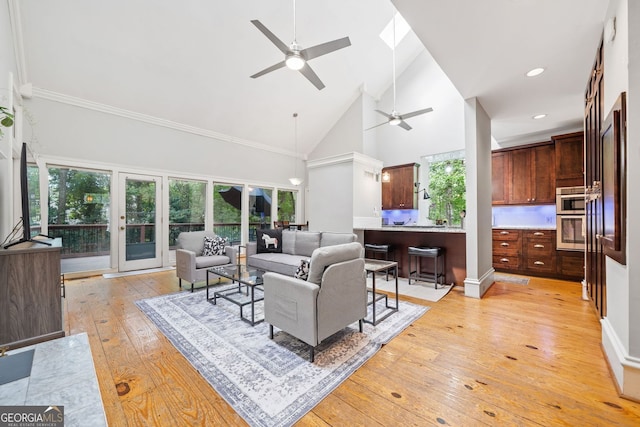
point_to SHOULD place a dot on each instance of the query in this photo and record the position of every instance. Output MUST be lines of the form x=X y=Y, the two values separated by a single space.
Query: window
x=79 y=203
x=259 y=210
x=287 y=205
x=447 y=187
x=33 y=184
x=227 y=211
x=187 y=201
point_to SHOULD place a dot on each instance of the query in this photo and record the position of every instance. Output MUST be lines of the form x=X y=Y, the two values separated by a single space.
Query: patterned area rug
x=268 y=382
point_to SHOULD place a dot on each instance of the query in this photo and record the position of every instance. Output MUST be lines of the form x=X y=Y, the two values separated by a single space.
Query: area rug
x=508 y=278
x=267 y=382
x=420 y=289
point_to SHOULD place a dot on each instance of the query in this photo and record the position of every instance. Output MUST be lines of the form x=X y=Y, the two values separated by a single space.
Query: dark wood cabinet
x=524 y=176
x=499 y=178
x=507 y=249
x=399 y=192
x=569 y=159
x=532 y=175
x=539 y=251
x=531 y=252
x=570 y=265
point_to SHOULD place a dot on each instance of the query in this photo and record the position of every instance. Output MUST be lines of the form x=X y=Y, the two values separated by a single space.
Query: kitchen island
x=452 y=239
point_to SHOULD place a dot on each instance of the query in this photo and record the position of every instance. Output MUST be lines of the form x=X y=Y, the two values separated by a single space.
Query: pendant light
x=295 y=180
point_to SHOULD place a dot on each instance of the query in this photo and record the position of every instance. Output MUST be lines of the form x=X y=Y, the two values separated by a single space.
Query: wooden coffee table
x=248 y=278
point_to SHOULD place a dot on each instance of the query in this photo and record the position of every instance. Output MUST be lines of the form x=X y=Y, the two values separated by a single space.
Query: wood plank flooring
x=522 y=356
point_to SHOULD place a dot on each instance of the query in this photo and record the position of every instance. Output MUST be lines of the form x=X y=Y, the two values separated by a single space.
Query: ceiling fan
x=394 y=118
x=296 y=58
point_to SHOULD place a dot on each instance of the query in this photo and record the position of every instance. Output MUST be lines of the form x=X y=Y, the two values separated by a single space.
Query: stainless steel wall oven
x=570 y=221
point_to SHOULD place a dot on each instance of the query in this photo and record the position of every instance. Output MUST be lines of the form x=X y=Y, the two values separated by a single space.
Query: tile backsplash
x=524 y=216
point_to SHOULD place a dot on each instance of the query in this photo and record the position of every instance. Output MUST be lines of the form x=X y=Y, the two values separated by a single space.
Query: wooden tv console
x=30 y=293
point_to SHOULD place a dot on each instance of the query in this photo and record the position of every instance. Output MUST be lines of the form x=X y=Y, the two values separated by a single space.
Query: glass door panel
x=139 y=233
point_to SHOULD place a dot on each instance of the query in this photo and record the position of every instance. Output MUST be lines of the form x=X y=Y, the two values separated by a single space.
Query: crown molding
x=108 y=109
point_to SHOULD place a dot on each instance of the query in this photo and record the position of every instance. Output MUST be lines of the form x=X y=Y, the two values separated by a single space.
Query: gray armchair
x=333 y=297
x=191 y=265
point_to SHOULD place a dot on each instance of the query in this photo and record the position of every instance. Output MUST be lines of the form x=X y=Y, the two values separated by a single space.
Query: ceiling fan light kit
x=395 y=119
x=296 y=58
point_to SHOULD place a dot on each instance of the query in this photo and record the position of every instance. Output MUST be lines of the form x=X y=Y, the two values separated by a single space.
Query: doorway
x=139 y=222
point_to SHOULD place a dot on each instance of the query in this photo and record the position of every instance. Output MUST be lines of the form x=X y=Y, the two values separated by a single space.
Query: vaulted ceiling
x=190 y=62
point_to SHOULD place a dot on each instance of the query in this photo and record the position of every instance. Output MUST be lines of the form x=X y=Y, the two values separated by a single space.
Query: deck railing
x=84 y=240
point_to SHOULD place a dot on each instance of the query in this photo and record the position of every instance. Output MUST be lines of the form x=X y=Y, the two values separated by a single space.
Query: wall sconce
x=426 y=195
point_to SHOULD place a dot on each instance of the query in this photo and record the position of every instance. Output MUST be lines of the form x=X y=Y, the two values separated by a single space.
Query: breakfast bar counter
x=451 y=239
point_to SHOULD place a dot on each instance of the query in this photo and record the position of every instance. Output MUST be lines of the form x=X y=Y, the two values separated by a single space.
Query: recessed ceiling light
x=535 y=72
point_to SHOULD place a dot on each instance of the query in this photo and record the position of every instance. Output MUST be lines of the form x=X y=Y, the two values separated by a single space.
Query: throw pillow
x=219 y=244
x=302 y=272
x=269 y=241
x=209 y=246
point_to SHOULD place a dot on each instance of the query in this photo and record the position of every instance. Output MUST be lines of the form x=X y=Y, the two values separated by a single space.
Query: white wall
x=423 y=84
x=71 y=132
x=345 y=136
x=7 y=68
x=621 y=326
x=331 y=197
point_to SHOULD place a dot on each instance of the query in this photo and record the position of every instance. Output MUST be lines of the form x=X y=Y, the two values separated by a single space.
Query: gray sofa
x=296 y=246
x=333 y=297
x=191 y=265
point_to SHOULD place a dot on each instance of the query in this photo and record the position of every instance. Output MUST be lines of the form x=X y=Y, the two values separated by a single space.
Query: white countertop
x=524 y=227
x=418 y=228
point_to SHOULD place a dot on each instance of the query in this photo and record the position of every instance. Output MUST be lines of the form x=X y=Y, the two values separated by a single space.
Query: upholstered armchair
x=191 y=264
x=333 y=296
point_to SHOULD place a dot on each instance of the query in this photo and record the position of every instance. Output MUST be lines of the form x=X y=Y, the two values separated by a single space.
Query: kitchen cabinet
x=532 y=175
x=569 y=155
x=531 y=252
x=570 y=265
x=398 y=191
x=539 y=251
x=499 y=176
x=507 y=249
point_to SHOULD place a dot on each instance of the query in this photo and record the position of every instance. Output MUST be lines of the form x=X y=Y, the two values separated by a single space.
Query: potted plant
x=6 y=119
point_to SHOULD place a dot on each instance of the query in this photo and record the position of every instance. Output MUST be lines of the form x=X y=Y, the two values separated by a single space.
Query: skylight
x=402 y=29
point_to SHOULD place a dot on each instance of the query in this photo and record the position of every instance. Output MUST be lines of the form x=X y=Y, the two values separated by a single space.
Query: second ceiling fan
x=394 y=118
x=297 y=58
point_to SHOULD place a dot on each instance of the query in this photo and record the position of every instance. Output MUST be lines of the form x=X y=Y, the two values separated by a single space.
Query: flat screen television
x=24 y=196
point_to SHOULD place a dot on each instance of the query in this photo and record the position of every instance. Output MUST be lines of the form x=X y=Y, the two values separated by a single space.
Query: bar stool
x=374 y=249
x=437 y=255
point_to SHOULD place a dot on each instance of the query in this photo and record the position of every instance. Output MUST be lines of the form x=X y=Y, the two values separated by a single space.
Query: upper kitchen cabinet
x=569 y=159
x=499 y=178
x=398 y=186
x=532 y=177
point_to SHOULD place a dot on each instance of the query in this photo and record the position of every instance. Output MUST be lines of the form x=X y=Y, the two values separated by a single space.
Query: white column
x=478 y=221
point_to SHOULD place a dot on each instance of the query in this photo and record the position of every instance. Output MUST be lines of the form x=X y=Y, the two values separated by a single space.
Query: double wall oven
x=570 y=221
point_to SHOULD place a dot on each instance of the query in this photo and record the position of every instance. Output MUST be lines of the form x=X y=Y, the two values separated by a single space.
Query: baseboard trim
x=625 y=369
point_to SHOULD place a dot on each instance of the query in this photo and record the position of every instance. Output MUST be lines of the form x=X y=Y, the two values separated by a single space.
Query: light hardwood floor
x=522 y=356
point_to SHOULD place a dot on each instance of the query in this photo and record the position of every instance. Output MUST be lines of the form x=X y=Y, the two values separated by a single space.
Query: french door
x=139 y=222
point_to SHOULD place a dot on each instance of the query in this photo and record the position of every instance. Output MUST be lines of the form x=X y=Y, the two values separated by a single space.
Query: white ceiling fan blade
x=324 y=48
x=416 y=113
x=268 y=69
x=275 y=40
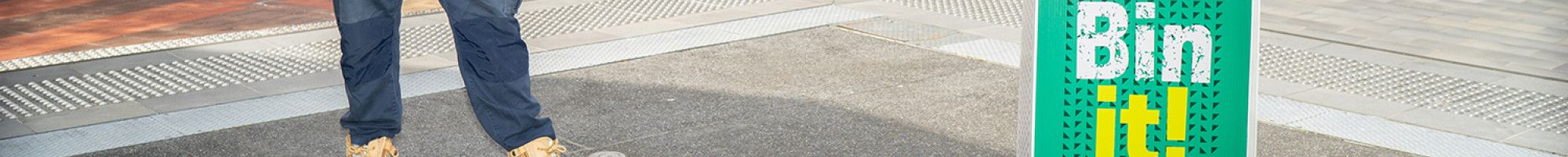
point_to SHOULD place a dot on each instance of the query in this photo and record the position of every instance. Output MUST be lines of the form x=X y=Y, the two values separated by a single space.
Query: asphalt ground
x=821 y=92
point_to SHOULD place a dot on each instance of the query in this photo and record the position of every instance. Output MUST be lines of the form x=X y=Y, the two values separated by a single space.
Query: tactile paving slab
x=996 y=12
x=143 y=82
x=1495 y=103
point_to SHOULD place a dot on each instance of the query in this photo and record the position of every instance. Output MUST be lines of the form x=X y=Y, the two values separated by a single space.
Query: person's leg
x=371 y=67
x=495 y=65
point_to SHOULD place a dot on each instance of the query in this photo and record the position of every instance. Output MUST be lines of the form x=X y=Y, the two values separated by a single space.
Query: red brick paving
x=37 y=27
x=115 y=26
x=15 y=9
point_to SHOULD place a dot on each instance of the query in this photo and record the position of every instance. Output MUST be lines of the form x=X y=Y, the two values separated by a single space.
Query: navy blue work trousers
x=493 y=59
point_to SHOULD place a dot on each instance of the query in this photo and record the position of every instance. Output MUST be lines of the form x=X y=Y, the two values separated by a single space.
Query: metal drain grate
x=996 y=12
x=1512 y=106
x=132 y=84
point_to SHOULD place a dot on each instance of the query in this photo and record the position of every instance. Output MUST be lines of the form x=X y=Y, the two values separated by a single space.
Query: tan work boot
x=376 y=148
x=542 y=147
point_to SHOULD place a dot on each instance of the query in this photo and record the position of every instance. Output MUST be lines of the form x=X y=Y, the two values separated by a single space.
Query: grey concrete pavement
x=780 y=95
x=808 y=93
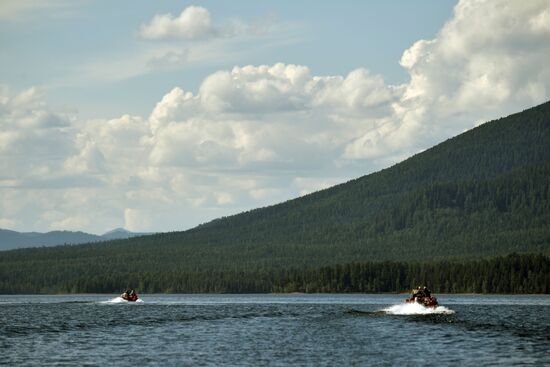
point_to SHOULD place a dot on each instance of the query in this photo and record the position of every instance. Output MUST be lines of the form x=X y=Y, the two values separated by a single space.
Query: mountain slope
x=12 y=239
x=481 y=194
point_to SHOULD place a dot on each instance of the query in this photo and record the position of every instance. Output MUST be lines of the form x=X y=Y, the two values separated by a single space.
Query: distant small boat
x=129 y=296
x=423 y=296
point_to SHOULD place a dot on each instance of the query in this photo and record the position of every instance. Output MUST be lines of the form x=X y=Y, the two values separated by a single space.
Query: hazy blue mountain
x=12 y=239
x=482 y=194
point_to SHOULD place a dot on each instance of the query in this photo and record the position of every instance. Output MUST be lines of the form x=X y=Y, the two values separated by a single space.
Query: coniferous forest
x=448 y=217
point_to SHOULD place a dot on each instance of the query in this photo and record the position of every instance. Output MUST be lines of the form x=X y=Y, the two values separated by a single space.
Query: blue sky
x=48 y=46
x=158 y=116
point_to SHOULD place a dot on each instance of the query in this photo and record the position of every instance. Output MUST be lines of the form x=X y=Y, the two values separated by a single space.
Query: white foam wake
x=120 y=300
x=416 y=309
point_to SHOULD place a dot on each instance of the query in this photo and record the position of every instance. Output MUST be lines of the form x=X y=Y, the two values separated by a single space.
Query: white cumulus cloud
x=259 y=134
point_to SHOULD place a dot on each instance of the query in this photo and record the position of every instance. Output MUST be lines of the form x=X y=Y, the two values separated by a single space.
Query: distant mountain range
x=482 y=194
x=12 y=239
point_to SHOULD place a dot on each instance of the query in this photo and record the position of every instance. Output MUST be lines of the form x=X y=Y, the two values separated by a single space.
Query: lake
x=273 y=330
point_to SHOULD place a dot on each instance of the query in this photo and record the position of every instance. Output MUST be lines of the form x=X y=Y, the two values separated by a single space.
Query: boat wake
x=416 y=309
x=119 y=300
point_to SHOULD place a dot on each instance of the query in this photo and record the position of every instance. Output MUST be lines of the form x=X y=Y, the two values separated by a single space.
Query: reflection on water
x=274 y=330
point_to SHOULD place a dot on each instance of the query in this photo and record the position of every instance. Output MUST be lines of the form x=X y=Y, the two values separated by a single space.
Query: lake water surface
x=273 y=330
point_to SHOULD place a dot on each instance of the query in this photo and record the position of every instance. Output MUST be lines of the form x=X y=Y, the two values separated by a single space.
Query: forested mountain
x=12 y=239
x=484 y=193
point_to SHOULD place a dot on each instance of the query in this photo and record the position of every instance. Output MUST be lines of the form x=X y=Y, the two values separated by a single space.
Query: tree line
x=515 y=273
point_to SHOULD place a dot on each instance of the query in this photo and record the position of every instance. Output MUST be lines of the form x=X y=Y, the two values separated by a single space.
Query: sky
x=158 y=116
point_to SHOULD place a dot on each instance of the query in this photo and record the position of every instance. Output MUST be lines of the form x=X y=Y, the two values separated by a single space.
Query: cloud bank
x=258 y=134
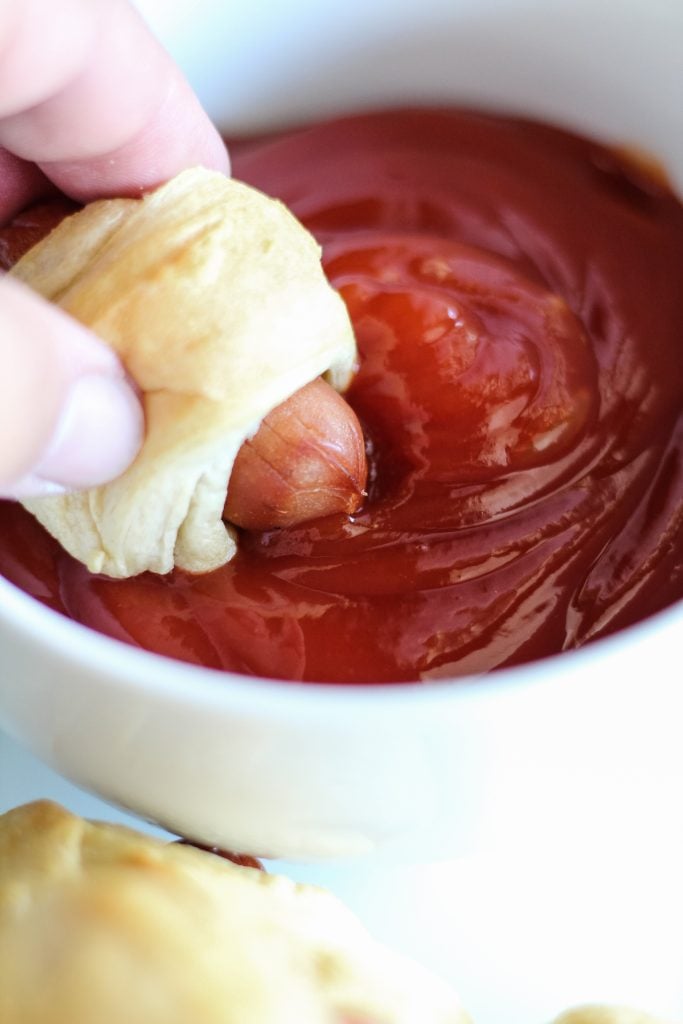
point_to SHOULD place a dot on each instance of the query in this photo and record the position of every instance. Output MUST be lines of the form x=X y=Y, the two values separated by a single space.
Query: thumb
x=69 y=417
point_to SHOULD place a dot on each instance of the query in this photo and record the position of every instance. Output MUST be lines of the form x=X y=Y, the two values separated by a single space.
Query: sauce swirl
x=515 y=293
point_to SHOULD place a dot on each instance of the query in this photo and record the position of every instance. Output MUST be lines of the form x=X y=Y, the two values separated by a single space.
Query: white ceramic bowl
x=586 y=744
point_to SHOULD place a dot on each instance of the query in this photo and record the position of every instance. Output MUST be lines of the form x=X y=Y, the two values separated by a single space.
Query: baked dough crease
x=214 y=297
x=99 y=924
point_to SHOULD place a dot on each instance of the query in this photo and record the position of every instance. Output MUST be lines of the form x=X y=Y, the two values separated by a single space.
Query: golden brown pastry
x=215 y=299
x=99 y=924
x=606 y=1015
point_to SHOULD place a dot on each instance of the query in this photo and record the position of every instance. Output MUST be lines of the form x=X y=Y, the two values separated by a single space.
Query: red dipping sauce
x=516 y=296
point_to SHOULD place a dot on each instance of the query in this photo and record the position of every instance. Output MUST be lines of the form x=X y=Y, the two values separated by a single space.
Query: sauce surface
x=515 y=293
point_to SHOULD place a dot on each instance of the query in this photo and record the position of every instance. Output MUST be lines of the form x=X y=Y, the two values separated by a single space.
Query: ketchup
x=515 y=292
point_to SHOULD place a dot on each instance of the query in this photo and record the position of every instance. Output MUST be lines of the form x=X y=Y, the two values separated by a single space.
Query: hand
x=91 y=104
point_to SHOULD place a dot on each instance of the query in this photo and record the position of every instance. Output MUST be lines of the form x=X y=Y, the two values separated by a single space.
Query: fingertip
x=97 y=435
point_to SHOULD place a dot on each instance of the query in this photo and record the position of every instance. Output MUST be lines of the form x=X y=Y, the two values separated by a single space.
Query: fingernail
x=97 y=436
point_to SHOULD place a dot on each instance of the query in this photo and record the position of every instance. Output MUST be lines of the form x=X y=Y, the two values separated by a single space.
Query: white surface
x=520 y=935
x=559 y=785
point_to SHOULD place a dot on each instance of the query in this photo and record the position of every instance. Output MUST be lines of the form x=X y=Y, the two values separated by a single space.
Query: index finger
x=90 y=96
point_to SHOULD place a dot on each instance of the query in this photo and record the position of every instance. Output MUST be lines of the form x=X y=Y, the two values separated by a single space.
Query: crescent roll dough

* **Task to carry out**: Extract every line of the material above that contains the word "distant", and treat uppercase and lowercase letters as different.

* **Answer below**:
Query: distant small boat
Query: distant mountain range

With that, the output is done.